=== Information ===

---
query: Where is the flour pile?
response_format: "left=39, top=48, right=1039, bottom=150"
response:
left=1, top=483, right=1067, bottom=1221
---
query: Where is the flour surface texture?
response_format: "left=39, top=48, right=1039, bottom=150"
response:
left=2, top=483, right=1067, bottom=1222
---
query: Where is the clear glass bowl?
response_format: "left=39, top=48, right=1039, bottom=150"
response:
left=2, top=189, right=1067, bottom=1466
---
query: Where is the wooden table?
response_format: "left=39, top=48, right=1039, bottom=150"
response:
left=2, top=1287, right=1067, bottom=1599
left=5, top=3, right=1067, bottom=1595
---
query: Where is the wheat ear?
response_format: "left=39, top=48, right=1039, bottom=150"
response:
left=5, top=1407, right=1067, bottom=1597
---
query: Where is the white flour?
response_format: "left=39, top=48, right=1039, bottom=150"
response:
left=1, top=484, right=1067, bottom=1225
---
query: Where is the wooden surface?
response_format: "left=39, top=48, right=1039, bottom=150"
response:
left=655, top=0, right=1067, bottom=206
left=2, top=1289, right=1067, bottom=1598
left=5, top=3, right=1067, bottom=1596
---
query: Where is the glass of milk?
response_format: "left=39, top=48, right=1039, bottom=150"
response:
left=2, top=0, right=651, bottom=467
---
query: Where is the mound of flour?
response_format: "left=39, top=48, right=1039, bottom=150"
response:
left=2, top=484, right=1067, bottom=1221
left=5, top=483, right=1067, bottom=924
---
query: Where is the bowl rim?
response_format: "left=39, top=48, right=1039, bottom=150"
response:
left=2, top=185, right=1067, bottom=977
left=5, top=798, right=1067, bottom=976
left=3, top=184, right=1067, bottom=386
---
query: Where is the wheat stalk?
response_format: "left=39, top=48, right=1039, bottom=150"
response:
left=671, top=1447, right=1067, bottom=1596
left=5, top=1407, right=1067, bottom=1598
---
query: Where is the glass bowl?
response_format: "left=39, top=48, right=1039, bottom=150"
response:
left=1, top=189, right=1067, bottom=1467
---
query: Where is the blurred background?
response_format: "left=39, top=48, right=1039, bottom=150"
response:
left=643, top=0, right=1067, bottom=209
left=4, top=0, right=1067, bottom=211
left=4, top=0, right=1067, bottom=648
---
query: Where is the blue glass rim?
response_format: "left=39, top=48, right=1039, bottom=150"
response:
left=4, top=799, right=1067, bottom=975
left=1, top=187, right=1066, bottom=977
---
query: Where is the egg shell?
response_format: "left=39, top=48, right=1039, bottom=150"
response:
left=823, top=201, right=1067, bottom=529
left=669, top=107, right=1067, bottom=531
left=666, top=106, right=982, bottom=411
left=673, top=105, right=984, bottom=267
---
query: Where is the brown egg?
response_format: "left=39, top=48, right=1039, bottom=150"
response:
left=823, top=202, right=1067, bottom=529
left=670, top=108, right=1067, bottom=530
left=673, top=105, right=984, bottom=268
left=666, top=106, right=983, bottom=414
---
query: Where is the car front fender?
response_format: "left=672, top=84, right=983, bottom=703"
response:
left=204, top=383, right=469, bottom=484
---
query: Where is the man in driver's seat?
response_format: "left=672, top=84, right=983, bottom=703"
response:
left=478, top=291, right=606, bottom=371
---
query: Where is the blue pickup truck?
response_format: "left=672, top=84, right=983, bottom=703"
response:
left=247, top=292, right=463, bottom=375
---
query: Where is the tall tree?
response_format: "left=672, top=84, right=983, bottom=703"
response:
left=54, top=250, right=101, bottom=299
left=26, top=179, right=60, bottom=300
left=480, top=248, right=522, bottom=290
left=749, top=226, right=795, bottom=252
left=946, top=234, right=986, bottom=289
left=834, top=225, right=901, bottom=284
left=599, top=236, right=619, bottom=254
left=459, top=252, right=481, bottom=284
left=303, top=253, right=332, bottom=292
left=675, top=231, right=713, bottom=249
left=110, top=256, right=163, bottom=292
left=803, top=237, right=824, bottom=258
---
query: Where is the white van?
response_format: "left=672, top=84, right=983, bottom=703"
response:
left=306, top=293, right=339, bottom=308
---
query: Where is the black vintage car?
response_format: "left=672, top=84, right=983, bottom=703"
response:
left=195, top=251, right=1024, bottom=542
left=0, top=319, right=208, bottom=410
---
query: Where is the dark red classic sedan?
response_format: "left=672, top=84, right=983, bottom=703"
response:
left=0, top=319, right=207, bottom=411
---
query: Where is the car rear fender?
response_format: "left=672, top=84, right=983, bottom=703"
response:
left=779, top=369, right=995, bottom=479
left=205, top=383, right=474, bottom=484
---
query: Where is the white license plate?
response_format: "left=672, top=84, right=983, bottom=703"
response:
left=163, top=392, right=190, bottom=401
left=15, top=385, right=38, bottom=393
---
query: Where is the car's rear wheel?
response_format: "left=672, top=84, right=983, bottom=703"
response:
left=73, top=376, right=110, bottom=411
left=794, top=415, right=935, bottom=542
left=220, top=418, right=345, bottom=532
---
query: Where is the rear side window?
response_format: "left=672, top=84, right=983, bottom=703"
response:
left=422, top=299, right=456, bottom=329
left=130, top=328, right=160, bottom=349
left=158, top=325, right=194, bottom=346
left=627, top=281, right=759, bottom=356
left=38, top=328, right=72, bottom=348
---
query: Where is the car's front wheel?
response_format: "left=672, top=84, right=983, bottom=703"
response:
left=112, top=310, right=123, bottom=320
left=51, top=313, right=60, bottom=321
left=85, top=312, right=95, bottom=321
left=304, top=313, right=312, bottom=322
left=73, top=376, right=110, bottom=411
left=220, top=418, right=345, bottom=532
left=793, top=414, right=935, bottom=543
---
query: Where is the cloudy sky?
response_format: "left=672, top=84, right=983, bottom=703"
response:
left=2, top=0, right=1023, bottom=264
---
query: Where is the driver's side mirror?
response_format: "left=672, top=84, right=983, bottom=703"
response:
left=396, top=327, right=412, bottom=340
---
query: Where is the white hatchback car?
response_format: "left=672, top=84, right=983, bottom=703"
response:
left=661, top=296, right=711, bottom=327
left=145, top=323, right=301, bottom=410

===

Aim of the exercise. Your answer should consist of each line of the data above in which the word "driver" occurs.

Answer space.
query: Where is the man in driver's seat?
query: Where is the driver's side mirror?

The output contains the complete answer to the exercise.